==== Material for the task

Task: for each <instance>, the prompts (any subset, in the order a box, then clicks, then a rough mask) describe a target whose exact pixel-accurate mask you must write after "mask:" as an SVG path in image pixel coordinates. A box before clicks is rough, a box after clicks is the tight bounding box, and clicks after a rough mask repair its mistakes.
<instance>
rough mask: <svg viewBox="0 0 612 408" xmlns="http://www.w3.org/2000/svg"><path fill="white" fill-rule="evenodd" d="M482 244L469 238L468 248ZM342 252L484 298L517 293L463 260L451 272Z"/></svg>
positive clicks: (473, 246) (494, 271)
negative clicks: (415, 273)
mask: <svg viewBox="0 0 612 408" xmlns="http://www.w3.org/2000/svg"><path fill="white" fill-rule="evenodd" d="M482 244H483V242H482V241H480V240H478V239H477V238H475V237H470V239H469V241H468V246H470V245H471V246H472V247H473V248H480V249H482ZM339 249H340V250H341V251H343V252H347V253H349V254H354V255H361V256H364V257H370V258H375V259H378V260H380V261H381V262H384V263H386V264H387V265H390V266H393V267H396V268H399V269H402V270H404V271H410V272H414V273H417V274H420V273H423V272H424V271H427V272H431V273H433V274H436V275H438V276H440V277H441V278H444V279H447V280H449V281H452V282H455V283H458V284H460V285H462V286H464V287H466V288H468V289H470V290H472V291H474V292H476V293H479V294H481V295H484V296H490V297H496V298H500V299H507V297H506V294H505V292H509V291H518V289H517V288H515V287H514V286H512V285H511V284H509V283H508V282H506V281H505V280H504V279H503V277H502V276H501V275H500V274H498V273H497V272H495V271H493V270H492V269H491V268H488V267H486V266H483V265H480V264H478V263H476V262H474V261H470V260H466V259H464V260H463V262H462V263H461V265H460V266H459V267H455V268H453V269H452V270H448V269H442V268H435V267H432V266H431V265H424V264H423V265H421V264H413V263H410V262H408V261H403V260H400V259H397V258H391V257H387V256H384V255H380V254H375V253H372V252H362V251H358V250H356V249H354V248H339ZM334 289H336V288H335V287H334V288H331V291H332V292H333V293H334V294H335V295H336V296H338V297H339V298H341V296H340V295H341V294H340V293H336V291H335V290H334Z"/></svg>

========

=== Work instructions ===
Transcribe each line above exactly; skip none.

=== Response to the exercise ===
Task: for each <instance>, the prompts (any subset, in the order a box, then clicks, then a rough mask) describe a target whose exact pixel-accurate mask you must write after "mask:" as an SVG path in image pixel coordinates. A box before clicks is rough, a box after clicks is the tight bounding box, and clicks after a rough mask repair its mistakes.
<instance>
rough mask: <svg viewBox="0 0 612 408" xmlns="http://www.w3.org/2000/svg"><path fill="white" fill-rule="evenodd" d="M482 244L469 238L468 248ZM342 252L484 298L517 293L463 260L451 272Z"/></svg>
positive clicks: (473, 246) (494, 271)
negative clicks: (415, 273)
mask: <svg viewBox="0 0 612 408" xmlns="http://www.w3.org/2000/svg"><path fill="white" fill-rule="evenodd" d="M482 244H483V242H482V241H480V240H478V239H477V238H475V237H470V239H469V241H468V246H470V245H471V246H472V247H473V248H480V249H482ZM339 249H340V250H341V251H343V252H347V253H349V254H354V255H361V256H364V257H370V258H375V259H378V260H380V261H381V262H384V263H386V264H387V265H390V266H393V267H396V268H399V269H402V270H404V271H410V272H414V273H417V274H420V273H423V272H424V271H427V272H431V273H433V274H436V275H438V276H440V277H441V278H444V279H447V280H449V281H452V282H455V283H458V284H460V285H462V286H464V287H466V288H468V289H470V290H472V291H474V292H476V293H479V294H481V295H484V296H490V297H496V298H500V299H507V297H506V294H505V292H509V291H518V289H517V288H515V287H514V286H512V285H511V284H509V283H508V282H506V281H505V280H504V279H503V277H502V276H501V275H500V274H498V273H497V272H495V271H493V270H492V269H491V268H488V267H486V266H483V265H480V264H478V263H476V262H474V261H470V260H466V259H464V260H463V262H462V263H461V265H460V266H459V267H455V268H453V269H452V270H448V269H442V268H435V267H432V266H431V265H424V264H423V265H421V264H413V263H410V262H408V261H403V260H400V259H397V258H391V257H387V256H384V255H380V254H375V253H372V252H362V251H358V250H356V249H354V248H339ZM334 289H336V288H335V287H334V288H331V291H332V292H333V293H334V294H335V295H336V296H338V297H339V298H341V296H340V295H341V294H340V293H336V291H335V290H334Z"/></svg>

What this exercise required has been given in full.